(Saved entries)
[Start of Attachment]

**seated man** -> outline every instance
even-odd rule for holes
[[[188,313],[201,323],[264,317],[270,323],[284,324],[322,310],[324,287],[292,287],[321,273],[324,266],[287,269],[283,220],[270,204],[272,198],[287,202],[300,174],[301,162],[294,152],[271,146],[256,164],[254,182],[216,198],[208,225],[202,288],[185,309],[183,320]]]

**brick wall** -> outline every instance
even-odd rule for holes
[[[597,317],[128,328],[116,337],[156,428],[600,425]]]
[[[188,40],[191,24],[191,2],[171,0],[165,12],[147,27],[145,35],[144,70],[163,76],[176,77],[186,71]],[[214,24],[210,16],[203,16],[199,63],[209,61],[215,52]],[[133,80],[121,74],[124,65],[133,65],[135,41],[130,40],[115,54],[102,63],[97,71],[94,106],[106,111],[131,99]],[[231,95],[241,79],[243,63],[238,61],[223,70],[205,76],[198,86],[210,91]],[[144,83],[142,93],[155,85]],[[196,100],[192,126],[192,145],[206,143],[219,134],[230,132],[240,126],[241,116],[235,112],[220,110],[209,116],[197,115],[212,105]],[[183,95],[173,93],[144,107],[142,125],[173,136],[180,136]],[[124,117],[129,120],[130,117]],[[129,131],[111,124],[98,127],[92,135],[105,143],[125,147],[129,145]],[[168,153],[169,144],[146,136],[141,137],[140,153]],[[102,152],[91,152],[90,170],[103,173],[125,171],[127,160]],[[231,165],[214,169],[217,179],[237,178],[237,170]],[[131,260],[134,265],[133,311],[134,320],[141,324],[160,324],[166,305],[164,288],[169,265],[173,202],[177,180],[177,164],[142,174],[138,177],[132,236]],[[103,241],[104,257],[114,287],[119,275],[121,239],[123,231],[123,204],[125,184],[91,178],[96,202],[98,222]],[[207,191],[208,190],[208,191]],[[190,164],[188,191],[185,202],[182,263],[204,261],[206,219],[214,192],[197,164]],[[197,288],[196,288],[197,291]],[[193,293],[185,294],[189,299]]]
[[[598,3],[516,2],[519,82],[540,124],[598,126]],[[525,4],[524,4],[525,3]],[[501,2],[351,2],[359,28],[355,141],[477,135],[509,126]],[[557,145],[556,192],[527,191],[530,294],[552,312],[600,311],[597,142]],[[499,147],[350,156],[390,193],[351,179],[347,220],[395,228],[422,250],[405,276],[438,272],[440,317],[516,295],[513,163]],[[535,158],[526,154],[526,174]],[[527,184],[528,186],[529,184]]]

[End of Attachment]

Exercise details - Please give the data again in full, exactly as written.

Exercise response -
**seated man** -> outline every instance
even-odd rule for holes
[[[188,313],[201,323],[264,317],[270,323],[284,324],[322,310],[324,287],[292,287],[321,273],[324,266],[287,269],[283,220],[270,204],[272,198],[287,202],[300,174],[301,162],[294,152],[271,146],[256,164],[254,182],[216,198],[208,225],[202,288],[185,309],[183,320]]]

**brick wall** -> outline every instance
even-odd rule for holes
[[[597,317],[128,328],[116,337],[156,428],[600,425]]]
[[[188,40],[191,24],[191,2],[171,0],[165,12],[147,27],[145,35],[144,70],[163,76],[176,77],[186,71]],[[214,24],[210,16],[203,16],[199,63],[209,61],[215,52]],[[133,80],[121,74],[124,65],[133,65],[135,41],[130,40],[115,54],[102,63],[97,71],[94,106],[106,111],[131,99]],[[231,95],[241,79],[243,63],[238,61],[223,70],[205,76],[198,86],[210,91]],[[144,83],[142,93],[155,85]],[[196,100],[192,126],[192,145],[206,143],[219,134],[230,132],[240,126],[241,116],[235,112],[220,110],[209,116],[197,115],[212,105]],[[183,95],[173,93],[144,107],[142,125],[173,136],[180,136]],[[124,117],[129,120],[130,117]],[[129,131],[111,124],[98,127],[92,135],[105,143],[125,147],[129,145]],[[168,153],[169,144],[146,136],[141,137],[140,153]],[[102,152],[91,152],[90,170],[103,173],[125,171],[127,160]],[[231,165],[214,169],[217,179],[237,178],[237,170]],[[131,260],[134,265],[133,311],[134,320],[141,324],[160,324],[166,305],[164,288],[169,265],[173,202],[177,180],[177,164],[142,174],[138,177],[132,236]],[[103,241],[104,257],[114,287],[119,275],[121,239],[123,231],[123,204],[125,184],[91,178],[96,202],[98,222]],[[207,191],[208,190],[208,191]],[[190,164],[188,191],[185,202],[182,263],[204,261],[206,219],[214,192],[197,164]],[[197,288],[196,288],[197,291]],[[193,293],[185,294],[189,299]]]
[[[598,3],[516,2],[519,82],[540,124],[598,126]],[[525,4],[524,4],[525,3]],[[501,2],[351,2],[359,28],[355,141],[477,135],[509,126]],[[557,145],[556,192],[527,191],[530,294],[552,312],[600,311],[597,142]],[[499,147],[350,156],[390,193],[351,179],[347,220],[395,228],[422,250],[405,276],[438,272],[440,317],[516,295],[513,163]],[[535,158],[526,154],[526,174]],[[527,184],[528,186],[529,184]]]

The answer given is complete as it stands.